* Work required
Extract the complete listing and repeat it word for word.

>> start

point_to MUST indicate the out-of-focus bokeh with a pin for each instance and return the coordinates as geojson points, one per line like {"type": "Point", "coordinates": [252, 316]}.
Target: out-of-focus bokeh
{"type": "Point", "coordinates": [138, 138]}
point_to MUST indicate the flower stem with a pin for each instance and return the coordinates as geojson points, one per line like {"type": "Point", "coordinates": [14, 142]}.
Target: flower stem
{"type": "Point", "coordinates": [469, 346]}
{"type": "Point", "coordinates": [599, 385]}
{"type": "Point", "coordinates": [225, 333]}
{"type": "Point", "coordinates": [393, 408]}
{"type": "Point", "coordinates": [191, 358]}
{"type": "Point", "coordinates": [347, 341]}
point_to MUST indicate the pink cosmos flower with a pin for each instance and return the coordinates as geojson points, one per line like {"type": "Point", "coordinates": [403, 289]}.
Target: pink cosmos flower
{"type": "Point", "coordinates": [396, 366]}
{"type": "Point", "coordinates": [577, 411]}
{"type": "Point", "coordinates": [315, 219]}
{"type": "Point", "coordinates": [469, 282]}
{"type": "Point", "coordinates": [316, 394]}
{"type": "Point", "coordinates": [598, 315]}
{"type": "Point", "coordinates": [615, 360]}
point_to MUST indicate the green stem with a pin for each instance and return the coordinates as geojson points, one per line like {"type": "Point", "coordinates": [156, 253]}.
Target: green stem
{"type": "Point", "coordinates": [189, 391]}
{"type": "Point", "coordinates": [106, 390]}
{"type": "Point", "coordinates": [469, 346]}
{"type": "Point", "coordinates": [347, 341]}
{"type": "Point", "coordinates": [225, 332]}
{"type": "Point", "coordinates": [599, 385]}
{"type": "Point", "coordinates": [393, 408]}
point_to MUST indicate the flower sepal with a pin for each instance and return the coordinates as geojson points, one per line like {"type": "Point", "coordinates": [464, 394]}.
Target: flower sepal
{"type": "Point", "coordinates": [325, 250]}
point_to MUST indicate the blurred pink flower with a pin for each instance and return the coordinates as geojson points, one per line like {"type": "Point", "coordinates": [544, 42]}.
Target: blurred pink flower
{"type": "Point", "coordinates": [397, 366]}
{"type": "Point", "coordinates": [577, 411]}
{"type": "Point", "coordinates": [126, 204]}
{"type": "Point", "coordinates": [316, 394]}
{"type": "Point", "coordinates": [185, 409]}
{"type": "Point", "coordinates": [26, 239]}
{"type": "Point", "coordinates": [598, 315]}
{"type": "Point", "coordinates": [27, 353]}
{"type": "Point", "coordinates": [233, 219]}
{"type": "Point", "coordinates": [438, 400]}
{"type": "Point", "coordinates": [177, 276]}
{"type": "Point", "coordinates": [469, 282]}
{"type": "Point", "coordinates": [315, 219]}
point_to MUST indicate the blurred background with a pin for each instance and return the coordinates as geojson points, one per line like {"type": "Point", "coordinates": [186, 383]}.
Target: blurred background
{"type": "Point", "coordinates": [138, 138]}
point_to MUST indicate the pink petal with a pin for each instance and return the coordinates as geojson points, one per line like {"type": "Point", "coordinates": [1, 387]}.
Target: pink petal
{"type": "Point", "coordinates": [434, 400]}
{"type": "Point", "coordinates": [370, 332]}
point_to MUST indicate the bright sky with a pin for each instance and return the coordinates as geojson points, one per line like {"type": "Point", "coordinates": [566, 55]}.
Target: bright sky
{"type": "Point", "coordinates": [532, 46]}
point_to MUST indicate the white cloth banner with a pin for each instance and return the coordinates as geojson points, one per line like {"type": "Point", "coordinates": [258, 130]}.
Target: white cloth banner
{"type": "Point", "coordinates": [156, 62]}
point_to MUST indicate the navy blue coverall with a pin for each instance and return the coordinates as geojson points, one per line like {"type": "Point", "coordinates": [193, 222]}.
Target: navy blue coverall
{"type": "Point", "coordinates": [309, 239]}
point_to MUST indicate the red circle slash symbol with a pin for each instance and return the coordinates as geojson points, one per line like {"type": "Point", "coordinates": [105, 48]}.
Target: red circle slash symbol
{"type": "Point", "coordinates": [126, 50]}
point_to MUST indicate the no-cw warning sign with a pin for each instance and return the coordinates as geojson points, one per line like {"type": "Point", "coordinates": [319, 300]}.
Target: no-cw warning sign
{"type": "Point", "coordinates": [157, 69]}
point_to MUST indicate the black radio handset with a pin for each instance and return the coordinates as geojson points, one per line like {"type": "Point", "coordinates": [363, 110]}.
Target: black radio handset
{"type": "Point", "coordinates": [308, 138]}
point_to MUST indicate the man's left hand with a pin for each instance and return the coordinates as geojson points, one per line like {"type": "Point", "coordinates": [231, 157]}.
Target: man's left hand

>> end

* Completed task
point_to MUST indicate the out-of-focus bokeh with a pin for each instance and return the coordinates as geojson points, one per line like {"type": "Point", "coordinates": [252, 316]}.
Target: out-of-focus bokeh
{"type": "Point", "coordinates": [138, 138]}
point_to MUST indicate the flower stem with a pin for each instance and return the coordinates as geojson points, one per line like {"type": "Point", "coordinates": [14, 142]}.
Target: flower stem
{"type": "Point", "coordinates": [469, 346]}
{"type": "Point", "coordinates": [599, 385]}
{"type": "Point", "coordinates": [225, 333]}
{"type": "Point", "coordinates": [393, 408]}
{"type": "Point", "coordinates": [191, 358]}
{"type": "Point", "coordinates": [347, 341]}
point_to MUST indicate the pink cosmos flower with a pin for each instance and return the coordinates as geojson points, one per line like {"type": "Point", "coordinates": [403, 289]}.
Target: pink cosmos flower
{"type": "Point", "coordinates": [396, 366]}
{"type": "Point", "coordinates": [577, 411]}
{"type": "Point", "coordinates": [315, 219]}
{"type": "Point", "coordinates": [469, 282]}
{"type": "Point", "coordinates": [316, 394]}
{"type": "Point", "coordinates": [598, 315]}
{"type": "Point", "coordinates": [615, 360]}
point_to MUST indicate the green stem with a pin for each instance and return the coordinates as geojson points, one per line like {"type": "Point", "coordinates": [156, 253]}.
Target: green stem
{"type": "Point", "coordinates": [189, 391]}
{"type": "Point", "coordinates": [106, 390]}
{"type": "Point", "coordinates": [469, 346]}
{"type": "Point", "coordinates": [347, 341]}
{"type": "Point", "coordinates": [225, 332]}
{"type": "Point", "coordinates": [599, 385]}
{"type": "Point", "coordinates": [393, 408]}
point_to MUST indicate the flower sepal with a pin for each instance and return the coordinates as geojson points, one per line like {"type": "Point", "coordinates": [464, 394]}.
Target: flower sepal
{"type": "Point", "coordinates": [325, 250]}
point_to MUST indicate the blurred pink flower with a pin for each instance and return the coordinates as geojson points, one per line like {"type": "Point", "coordinates": [544, 42]}.
Target: blurred pink flower
{"type": "Point", "coordinates": [397, 366]}
{"type": "Point", "coordinates": [577, 411]}
{"type": "Point", "coordinates": [126, 204]}
{"type": "Point", "coordinates": [316, 394]}
{"type": "Point", "coordinates": [185, 409]}
{"type": "Point", "coordinates": [26, 239]}
{"type": "Point", "coordinates": [598, 315]}
{"type": "Point", "coordinates": [27, 353]}
{"type": "Point", "coordinates": [233, 219]}
{"type": "Point", "coordinates": [438, 400]}
{"type": "Point", "coordinates": [177, 276]}
{"type": "Point", "coordinates": [469, 282]}
{"type": "Point", "coordinates": [315, 219]}
point_to MUST indicate the blurred background with a pin for each instance and return the coordinates as geojson points, one per line like {"type": "Point", "coordinates": [186, 383]}.
Target: blurred background
{"type": "Point", "coordinates": [138, 138]}
point_to MUST indicate the pink petal with a pin for each instance and return the coordinates as geojson points, one per line like {"type": "Point", "coordinates": [1, 387]}.
Target: pink petal
{"type": "Point", "coordinates": [434, 400]}
{"type": "Point", "coordinates": [370, 332]}
point_to MUST indicate the bright sky with a pin for each instance and return the coordinates as geojson points, one per line like {"type": "Point", "coordinates": [566, 55]}.
Target: bright sky
{"type": "Point", "coordinates": [532, 46]}
point_to MUST indicate the white cloth banner with a pin for each instance and return the coordinates as geojson points, one per line like {"type": "Point", "coordinates": [258, 130]}.
Target: white cloth banner
{"type": "Point", "coordinates": [156, 62]}
point_to MUST indicate the navy blue coverall with a pin for each instance and return the coordinates as geojson points, one per line like {"type": "Point", "coordinates": [193, 222]}.
Target: navy blue coverall
{"type": "Point", "coordinates": [309, 239]}
point_to MUST indicate the red circle slash symbol with a pin for each instance and return the coordinates as geojson points, one per line like {"type": "Point", "coordinates": [105, 48]}.
Target: red circle slash symbol
{"type": "Point", "coordinates": [126, 50]}
point_to MUST indicate the no-cw warning sign with a pin for each instance and return the coordinates as geojson points, one per line like {"type": "Point", "coordinates": [319, 300]}.
Target: no-cw warning sign
{"type": "Point", "coordinates": [157, 69]}
point_to MUST indicate the black radio handset with a pin for each instance and return the coordinates as geojson points, one per line like {"type": "Point", "coordinates": [363, 110]}.
Target: black radio handset
{"type": "Point", "coordinates": [308, 138]}
point_to MUST indicate the man's left hand with a pin for each instance and return the coordinates as geojson points, one per line like {"type": "Point", "coordinates": [231, 157]}.
Target: man's left hand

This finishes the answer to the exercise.